In the case summary below, on what date was rehearing denied?
::: PASSAGE
455 P.2d 288

Johnny L. AGEE, Sr., Chester Bailey, Petitioners, v. The INDUSTRIAL COMMISSION of Arizona, Respondent; RUAN TRANSPORT CORPORATION, Real Party in Interest.

Nos. 1 CA-IC 231, 1 CA-IC 232.Court of Appeals of Arizona.
June 3, 1969. Rehearing Denied July 28, 1969.

Right of certiorari to review lawfulness of awards (Claims No. N.H. 7938 A and N.H. 7938 B) of the Industrial Commission. The Court of Appeals, Stevens, J., held that within meaning of Arizona workmen’s compensation statute extending its provisions to “every person who has employed three or more workmen or operatives regularly employed in the same business or establishment under contract of hire,” the term “regularly employed” refers to employment practices in relation to number of persons regularly employed in Arizona and elsewhere in the conduct of employer’s business; in other words, the controlling consideration is the total number of employees in employer’s business operation regardless of the employees’ geographical location; accordingly, instant employer which regularly employed three or more workmen had to carry workmen’s compensation for employees performing any employment duties in Arizona.
::::::
::: GIVEN RECORDS
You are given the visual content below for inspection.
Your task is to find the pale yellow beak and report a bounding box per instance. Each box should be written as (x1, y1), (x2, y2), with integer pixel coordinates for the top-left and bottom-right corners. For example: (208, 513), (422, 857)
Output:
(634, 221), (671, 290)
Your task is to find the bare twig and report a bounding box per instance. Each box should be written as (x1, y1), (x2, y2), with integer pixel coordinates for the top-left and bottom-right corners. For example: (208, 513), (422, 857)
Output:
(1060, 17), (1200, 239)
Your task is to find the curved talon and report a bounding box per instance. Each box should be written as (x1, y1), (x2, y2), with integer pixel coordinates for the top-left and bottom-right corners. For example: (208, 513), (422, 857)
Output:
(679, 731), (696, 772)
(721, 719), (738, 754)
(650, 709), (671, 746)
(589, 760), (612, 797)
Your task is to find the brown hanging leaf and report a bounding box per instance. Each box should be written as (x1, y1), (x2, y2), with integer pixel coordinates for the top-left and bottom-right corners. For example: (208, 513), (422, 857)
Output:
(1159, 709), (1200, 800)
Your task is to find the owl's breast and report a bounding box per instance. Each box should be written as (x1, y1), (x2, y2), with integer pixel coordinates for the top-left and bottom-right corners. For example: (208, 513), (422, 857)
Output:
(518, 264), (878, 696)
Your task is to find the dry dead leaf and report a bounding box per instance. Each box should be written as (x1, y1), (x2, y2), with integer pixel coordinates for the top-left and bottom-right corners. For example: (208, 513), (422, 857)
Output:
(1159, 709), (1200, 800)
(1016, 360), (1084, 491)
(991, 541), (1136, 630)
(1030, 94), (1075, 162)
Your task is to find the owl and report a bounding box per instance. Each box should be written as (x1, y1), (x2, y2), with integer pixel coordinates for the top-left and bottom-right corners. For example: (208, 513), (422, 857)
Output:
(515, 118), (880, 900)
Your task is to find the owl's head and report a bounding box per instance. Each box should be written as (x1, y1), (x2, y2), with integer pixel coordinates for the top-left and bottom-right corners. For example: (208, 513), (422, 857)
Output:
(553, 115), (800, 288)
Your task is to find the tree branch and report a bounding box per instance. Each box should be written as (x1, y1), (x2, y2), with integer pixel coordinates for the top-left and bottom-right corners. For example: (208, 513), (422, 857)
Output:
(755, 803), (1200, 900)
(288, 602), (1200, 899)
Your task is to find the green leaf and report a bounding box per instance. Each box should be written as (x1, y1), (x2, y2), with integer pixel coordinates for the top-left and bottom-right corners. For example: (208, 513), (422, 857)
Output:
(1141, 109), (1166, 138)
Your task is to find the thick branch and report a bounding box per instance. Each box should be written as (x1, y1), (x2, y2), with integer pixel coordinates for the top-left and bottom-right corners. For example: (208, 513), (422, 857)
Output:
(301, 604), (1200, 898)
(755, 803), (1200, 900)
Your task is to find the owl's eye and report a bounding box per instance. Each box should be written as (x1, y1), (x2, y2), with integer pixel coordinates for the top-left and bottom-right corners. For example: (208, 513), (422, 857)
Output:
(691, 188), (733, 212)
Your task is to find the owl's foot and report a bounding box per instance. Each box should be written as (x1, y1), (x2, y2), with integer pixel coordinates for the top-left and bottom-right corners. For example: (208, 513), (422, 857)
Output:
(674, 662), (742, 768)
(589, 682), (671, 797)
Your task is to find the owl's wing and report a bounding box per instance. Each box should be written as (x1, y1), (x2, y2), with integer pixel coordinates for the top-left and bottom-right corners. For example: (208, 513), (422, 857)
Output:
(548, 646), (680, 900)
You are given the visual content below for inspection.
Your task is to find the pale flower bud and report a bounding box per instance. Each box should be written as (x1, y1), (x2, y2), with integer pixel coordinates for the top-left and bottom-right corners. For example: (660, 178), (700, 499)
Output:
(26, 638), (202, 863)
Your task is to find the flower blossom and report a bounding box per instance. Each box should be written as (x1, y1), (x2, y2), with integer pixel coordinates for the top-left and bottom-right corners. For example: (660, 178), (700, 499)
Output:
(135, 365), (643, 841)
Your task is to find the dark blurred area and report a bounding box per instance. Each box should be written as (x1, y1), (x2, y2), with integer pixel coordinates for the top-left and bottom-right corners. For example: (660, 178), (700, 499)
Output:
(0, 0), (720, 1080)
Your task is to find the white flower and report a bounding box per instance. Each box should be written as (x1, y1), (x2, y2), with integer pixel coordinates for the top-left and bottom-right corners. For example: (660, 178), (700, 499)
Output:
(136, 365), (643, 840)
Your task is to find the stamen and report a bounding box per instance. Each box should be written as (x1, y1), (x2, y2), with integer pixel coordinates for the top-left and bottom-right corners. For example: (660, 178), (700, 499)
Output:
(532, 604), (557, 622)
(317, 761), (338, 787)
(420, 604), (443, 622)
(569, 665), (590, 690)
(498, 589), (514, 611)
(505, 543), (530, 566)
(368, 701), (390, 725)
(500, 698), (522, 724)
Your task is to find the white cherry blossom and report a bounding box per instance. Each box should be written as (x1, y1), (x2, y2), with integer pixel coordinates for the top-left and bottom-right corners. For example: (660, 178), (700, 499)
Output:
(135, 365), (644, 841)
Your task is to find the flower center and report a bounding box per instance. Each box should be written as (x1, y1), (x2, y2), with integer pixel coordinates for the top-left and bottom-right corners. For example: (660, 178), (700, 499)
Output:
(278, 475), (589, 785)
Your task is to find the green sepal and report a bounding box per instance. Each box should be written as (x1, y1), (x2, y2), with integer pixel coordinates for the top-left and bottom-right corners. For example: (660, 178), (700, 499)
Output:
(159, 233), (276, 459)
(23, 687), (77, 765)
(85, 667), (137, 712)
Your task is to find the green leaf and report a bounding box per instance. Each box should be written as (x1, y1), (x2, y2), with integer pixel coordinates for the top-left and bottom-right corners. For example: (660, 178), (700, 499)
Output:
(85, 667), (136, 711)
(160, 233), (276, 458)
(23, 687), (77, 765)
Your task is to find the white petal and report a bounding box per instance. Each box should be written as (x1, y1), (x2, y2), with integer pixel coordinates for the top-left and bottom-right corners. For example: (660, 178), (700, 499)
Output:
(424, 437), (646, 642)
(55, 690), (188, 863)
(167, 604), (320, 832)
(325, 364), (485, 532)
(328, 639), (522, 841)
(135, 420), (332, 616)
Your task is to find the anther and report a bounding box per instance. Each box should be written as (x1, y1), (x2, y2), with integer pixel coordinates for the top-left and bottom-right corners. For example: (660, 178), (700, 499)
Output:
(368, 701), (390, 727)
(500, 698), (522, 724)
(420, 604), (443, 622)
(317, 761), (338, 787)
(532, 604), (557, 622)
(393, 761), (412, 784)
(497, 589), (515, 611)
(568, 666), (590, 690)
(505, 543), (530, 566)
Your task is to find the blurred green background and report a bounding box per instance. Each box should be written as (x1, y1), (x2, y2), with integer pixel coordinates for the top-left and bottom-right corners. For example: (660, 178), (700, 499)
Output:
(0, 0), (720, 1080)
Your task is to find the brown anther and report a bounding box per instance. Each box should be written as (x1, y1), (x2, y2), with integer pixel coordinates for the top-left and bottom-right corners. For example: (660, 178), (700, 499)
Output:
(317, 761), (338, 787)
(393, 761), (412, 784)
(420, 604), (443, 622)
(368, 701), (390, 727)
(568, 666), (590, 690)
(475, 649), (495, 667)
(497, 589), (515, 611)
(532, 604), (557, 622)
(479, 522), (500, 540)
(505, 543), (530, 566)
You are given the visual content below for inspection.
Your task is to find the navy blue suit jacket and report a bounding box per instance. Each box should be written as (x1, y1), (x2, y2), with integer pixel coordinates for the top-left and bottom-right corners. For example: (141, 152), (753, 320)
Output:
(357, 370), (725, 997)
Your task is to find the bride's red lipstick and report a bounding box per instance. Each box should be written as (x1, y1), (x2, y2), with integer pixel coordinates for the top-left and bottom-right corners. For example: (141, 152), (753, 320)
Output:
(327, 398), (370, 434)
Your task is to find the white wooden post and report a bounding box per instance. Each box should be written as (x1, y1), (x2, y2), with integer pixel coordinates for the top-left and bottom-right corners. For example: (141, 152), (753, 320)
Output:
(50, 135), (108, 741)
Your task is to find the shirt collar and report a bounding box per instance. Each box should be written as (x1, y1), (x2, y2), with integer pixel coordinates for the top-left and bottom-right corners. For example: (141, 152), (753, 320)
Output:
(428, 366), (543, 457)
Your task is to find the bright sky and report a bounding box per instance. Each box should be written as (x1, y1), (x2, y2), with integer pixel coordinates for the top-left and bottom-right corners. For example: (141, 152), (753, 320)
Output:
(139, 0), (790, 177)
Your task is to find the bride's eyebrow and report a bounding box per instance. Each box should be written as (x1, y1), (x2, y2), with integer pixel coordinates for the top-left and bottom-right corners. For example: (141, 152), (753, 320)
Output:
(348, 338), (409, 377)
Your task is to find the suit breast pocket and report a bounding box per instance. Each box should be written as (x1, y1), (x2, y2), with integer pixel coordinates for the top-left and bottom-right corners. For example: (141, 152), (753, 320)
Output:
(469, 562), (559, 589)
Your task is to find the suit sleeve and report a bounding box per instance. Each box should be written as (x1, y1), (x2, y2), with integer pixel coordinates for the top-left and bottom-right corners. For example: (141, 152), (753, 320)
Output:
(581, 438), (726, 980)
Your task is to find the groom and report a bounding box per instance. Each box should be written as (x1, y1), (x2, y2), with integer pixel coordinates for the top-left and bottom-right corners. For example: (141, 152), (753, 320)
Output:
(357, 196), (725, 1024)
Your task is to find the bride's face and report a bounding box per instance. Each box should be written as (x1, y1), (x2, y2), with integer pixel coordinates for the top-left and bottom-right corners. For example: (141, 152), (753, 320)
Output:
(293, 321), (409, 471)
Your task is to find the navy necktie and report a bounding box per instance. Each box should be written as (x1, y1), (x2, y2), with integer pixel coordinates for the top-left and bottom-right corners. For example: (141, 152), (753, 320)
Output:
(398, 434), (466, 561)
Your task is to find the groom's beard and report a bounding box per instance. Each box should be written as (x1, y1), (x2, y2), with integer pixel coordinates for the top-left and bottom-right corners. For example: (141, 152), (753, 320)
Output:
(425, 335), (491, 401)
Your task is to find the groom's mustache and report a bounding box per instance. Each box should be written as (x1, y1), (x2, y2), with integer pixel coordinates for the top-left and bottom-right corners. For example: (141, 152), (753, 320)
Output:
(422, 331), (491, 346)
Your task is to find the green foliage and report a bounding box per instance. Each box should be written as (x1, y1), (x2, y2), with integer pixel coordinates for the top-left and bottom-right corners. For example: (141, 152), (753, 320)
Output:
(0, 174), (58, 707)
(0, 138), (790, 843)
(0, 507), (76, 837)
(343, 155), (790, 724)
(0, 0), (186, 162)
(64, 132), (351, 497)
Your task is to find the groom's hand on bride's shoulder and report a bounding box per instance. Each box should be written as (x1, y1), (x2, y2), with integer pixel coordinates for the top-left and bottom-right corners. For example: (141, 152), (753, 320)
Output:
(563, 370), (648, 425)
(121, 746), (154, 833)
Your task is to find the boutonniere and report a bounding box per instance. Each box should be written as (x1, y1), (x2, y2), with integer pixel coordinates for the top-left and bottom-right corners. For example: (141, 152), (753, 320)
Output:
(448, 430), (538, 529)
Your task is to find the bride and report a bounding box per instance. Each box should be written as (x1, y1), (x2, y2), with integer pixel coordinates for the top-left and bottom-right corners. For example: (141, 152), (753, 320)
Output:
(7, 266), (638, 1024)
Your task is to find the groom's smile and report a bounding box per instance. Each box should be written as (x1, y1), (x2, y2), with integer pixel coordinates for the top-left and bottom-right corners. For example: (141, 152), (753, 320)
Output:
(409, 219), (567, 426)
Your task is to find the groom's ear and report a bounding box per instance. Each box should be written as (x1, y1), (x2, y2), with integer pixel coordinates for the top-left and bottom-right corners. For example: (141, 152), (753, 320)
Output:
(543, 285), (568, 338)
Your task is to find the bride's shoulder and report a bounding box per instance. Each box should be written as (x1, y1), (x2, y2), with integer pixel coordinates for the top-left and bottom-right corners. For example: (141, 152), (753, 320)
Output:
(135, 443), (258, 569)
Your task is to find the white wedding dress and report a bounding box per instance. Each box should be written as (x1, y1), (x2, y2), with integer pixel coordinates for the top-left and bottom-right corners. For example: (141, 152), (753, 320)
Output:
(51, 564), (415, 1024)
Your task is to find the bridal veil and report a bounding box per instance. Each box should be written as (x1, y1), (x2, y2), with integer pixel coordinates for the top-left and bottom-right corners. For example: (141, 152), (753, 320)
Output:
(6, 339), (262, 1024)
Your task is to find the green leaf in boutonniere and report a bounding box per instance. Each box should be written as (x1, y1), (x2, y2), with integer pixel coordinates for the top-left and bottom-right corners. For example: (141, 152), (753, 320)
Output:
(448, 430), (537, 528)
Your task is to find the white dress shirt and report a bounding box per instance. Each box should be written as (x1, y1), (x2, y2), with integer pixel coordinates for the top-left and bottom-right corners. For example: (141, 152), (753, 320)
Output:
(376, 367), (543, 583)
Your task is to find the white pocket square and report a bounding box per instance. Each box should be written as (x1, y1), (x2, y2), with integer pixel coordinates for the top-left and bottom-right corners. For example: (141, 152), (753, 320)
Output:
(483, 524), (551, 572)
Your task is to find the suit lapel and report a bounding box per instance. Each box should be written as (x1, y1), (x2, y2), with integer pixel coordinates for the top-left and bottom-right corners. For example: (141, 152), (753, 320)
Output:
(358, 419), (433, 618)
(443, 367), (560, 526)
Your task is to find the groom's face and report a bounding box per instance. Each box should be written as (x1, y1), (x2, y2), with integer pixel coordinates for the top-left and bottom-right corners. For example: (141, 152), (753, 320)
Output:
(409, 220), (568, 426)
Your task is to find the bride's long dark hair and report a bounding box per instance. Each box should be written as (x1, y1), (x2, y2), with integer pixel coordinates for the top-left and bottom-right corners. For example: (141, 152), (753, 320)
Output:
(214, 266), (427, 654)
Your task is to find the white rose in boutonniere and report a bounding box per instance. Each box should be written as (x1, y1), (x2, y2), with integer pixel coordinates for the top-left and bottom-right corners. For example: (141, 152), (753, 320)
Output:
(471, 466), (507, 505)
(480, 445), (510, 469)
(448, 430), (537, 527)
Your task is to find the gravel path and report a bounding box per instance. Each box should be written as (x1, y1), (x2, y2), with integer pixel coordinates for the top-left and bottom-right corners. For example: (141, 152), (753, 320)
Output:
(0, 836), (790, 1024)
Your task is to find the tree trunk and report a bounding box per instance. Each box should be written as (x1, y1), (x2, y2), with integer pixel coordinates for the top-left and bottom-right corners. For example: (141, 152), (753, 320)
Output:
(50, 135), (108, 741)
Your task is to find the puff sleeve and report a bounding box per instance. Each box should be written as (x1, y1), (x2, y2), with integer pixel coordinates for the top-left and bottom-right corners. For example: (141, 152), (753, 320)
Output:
::::::
## RESULT FOR THIS TASK
July 28, 1969.